■ Selected text
★ ★ ★ ★

Wichita County Judge and Wichita Falls leader Woody Gossom today, Thursday, September 26 expressed his approval of Wichita County deputies patrolling the streets of nearby Electra in the wake of the controversy surrounding the deteriorating situation involving law enforcement there, according to an article in today's Wichita Falls TimesRecord News newspaper. Gossom, who served as a county commissioner several terms in Wichita Falls before ascending to his current position, also said in the Wichita Falls paper today that, "Right now we're very glad to be working with Electra and help them through this time."
Several Electra residents have commented on the rapidly fluctuating status of the Electra Police Department throughout the years as police chiefs and officers have come and gone with the rapidity of a revolving door. This latest exit of officers has led to a shortage of law enforcement in the town northwest of Wichita Falls.
Wichita Falls resident and Wichita County Sheriff David Duke said his office has provided help for the embattled police department since the end of 2012, when four officers resigned. Electra Police Chief Johnny Morris is on medical leave now, although he was able to hire two fulltime officers and one part-time officer in February.
However, the police department of the town which is repeatedly racked with controversy between its city council members and law enforcement officers, saw the department depleted again recently when even more people exited the office for perhaps a more stable environment.
Gossom, who is an active member of First Presbyterian Church of Wichita Falls, reported today that the county has worked up a three-month contract to renew after it expires. If Electra is able to re-load its police staff before the 90 days are up, then the contract may be terminated earlier.
Duke, a longtime deputy in Wichita Falls before he was elected sheriff, said also that the city is plowing through applications from certified police officers who have graduated from an academy. He further indicated he expects his deputies to participate in the training of any new officers hired in the town which is not far from Punkin Center and Clara.
Duke also said his deputies will help patrol special events, such as football games. The two-term sheriff said the welfare of the people of Electra is important to him. Electra is included in the sheriff's jurisdiction as it is part of Wichita County, though just barely.
Originally the center of an oil boom during its golden era, the town is reportedly named after Electra Waggoner who was a member of one of the premier families of North Texas. The sprawling Waggoner Ranch is world famous.
Hopefully, with the help of the WCSO located in Wichita Falls, the Electra Police Department can find some stability in the future.

★ ★ ★ ★

■ Work order 1
Write out the passage of the article about Electra's police department from "Wichita Falls resident" up to and including "more stable environment.".
■ Work order 2
Name every person the article about Electra's police department mentions by name.
Work only from the article about Electra's police department.

★ ★ ★ ★

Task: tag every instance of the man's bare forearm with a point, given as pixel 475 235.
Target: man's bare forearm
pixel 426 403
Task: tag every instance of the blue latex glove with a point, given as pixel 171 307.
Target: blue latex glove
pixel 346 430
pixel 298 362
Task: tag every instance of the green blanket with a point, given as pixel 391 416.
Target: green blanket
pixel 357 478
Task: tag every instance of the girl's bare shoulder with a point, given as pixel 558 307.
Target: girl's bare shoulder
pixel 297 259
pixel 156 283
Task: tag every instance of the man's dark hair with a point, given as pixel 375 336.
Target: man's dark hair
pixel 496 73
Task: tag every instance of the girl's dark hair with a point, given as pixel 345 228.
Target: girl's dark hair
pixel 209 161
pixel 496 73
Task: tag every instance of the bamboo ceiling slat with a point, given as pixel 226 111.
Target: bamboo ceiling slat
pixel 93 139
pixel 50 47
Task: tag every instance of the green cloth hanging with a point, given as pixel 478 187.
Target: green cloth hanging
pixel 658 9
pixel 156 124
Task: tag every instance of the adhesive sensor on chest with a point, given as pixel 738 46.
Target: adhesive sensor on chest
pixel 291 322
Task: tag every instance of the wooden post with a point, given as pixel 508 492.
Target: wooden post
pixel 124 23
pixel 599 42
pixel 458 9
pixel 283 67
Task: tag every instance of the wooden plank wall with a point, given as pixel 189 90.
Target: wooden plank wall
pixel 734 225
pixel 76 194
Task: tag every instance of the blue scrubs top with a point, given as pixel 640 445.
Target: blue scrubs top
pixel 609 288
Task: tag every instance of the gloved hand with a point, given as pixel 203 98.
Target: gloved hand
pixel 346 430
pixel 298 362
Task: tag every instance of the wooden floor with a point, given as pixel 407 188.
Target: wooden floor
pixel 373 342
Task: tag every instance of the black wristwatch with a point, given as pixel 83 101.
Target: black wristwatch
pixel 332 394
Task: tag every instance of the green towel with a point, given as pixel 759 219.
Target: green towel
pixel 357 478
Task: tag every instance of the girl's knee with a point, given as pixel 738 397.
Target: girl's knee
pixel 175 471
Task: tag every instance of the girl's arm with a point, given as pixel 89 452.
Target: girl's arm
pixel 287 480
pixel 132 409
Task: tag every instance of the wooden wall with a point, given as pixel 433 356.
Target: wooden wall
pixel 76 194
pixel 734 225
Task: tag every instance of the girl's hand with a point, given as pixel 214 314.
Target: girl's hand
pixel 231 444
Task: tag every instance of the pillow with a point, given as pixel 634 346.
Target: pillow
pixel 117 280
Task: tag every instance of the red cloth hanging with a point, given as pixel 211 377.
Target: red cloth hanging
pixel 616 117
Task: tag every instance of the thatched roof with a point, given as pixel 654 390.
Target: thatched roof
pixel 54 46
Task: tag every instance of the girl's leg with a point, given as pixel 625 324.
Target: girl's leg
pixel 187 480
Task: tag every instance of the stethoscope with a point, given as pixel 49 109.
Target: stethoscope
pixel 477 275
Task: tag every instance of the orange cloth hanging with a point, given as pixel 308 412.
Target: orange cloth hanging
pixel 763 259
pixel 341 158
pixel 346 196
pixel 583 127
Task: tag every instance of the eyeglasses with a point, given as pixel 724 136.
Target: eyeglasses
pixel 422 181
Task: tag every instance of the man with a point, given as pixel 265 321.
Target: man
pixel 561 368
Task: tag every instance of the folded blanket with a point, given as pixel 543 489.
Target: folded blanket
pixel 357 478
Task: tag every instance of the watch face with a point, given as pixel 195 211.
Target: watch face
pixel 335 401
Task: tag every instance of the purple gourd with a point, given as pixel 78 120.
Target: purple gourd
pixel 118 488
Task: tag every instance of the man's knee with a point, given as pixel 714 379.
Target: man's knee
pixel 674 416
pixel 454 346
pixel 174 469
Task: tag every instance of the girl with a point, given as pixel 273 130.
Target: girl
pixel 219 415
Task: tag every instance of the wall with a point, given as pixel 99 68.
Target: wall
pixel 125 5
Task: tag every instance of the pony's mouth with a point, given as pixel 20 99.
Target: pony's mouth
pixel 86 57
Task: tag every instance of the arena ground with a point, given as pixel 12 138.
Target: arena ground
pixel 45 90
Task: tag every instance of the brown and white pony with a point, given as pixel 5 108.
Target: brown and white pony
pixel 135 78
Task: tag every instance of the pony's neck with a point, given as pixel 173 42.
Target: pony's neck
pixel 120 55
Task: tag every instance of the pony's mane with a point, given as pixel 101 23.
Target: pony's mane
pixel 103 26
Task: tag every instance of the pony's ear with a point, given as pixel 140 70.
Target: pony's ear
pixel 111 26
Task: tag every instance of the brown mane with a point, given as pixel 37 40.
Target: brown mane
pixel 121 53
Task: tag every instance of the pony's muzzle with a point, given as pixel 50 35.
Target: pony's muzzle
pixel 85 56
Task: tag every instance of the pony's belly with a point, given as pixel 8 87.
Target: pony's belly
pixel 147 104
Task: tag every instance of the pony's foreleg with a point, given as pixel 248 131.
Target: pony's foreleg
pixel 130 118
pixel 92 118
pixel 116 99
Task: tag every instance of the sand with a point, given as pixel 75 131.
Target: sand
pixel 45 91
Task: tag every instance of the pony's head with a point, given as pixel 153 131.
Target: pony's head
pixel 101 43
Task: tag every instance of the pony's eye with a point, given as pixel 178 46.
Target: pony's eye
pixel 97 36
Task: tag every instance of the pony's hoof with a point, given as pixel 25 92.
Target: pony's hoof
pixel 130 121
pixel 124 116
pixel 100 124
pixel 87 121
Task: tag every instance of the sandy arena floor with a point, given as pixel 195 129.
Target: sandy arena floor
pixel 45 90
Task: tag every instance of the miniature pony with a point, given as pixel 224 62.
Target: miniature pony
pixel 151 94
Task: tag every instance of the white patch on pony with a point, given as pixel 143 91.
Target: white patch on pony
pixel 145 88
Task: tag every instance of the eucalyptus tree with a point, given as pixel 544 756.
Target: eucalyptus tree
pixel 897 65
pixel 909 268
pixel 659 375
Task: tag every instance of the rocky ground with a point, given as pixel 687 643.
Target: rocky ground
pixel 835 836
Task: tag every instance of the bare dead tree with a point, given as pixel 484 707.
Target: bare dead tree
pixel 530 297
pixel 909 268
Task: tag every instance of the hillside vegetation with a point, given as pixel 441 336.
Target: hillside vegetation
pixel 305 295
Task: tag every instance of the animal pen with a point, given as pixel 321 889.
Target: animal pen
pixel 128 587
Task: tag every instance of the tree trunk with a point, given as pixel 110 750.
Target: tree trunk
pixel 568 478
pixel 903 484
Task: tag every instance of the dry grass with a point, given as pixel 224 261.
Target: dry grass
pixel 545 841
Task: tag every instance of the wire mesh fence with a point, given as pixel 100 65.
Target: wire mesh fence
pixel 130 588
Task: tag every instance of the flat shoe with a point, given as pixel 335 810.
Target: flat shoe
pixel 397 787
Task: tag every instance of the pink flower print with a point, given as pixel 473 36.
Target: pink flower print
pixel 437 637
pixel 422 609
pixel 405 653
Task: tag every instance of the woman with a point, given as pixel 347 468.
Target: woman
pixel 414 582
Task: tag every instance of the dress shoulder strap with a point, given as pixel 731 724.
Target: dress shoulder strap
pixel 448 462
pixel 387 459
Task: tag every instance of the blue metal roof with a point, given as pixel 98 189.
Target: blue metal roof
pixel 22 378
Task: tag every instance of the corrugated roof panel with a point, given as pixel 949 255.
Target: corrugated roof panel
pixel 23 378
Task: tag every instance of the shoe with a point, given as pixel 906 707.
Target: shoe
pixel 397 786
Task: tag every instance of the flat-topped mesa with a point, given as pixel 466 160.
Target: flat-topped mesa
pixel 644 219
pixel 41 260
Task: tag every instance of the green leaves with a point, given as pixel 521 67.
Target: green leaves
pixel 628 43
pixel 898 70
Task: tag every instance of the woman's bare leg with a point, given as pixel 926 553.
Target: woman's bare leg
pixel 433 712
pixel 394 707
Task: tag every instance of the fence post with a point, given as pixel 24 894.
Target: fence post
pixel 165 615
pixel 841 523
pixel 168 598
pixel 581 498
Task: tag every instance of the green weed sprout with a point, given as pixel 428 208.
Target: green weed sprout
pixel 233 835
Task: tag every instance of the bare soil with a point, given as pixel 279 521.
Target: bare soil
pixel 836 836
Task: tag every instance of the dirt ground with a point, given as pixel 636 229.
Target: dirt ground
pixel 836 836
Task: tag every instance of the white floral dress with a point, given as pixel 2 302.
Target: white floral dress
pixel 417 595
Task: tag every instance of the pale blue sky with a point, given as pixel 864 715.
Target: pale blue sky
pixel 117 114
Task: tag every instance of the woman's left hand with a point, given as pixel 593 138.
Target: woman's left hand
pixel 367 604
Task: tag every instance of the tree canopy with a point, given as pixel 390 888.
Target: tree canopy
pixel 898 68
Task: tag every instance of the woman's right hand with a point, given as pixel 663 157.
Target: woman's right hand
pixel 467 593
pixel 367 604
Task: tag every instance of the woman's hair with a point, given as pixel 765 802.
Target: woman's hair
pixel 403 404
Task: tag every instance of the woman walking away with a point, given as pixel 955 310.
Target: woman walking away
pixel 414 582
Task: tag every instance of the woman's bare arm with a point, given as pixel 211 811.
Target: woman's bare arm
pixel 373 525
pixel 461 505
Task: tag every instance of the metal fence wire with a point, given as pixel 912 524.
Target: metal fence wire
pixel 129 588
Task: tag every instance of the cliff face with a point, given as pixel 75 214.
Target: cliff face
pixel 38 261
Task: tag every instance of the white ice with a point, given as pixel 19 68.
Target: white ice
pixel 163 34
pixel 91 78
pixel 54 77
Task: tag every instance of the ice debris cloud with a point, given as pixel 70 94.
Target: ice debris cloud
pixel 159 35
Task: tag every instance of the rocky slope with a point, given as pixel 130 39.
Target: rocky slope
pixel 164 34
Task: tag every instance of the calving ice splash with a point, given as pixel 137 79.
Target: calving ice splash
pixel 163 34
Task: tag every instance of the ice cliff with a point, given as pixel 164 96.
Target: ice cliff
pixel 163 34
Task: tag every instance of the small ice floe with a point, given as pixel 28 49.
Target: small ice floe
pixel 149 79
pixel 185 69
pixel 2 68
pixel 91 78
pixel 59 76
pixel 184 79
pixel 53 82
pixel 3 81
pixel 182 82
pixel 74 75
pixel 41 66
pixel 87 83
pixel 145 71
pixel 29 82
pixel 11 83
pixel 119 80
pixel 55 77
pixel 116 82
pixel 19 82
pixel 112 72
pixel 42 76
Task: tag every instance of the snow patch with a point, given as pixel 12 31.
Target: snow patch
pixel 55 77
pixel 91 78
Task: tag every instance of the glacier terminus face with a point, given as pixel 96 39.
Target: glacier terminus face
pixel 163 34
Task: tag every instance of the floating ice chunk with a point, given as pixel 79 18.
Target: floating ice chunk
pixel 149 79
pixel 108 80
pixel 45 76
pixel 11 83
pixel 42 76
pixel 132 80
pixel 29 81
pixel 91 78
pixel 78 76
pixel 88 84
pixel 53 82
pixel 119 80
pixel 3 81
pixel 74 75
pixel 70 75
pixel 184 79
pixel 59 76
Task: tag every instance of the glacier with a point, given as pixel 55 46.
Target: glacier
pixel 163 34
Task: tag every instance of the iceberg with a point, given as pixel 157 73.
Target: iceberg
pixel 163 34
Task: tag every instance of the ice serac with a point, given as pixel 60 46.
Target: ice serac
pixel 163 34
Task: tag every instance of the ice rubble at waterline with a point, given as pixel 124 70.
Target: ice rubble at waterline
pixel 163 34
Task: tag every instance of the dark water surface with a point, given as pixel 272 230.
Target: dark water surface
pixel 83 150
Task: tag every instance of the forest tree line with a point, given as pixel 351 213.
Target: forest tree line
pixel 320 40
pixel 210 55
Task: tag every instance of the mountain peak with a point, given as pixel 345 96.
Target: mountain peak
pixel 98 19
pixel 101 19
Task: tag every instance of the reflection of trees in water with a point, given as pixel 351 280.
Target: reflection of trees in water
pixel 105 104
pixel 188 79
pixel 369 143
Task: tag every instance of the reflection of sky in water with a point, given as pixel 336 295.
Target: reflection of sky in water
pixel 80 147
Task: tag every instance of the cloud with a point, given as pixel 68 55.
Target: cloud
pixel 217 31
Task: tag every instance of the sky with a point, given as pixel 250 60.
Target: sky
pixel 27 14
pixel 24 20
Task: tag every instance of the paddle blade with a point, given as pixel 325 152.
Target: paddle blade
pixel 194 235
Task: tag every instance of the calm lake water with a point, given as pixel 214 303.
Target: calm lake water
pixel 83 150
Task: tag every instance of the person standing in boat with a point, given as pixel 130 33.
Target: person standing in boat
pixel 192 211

★ ★ ★ ★

■ Your solution 1
Wichita Falls resident and Wichita County Sheriff David Duke said his office has provided help for the embattled police department since the end of 2012, when four officers resigned. Electra Police Chief Johnny Morris is on medical leave now, although he was able to hire two fulltime officers and one part-time officer in February.
However, the police department of the town which is repeatedly racked with controversy between its city council members and law enforcement officers, saw the department depleted again recently when even more people exited the office for perhaps a more stable environment.

■ Your solution 2
Woody Gossom, David Duke, Johnny Morris, Electra Waggoner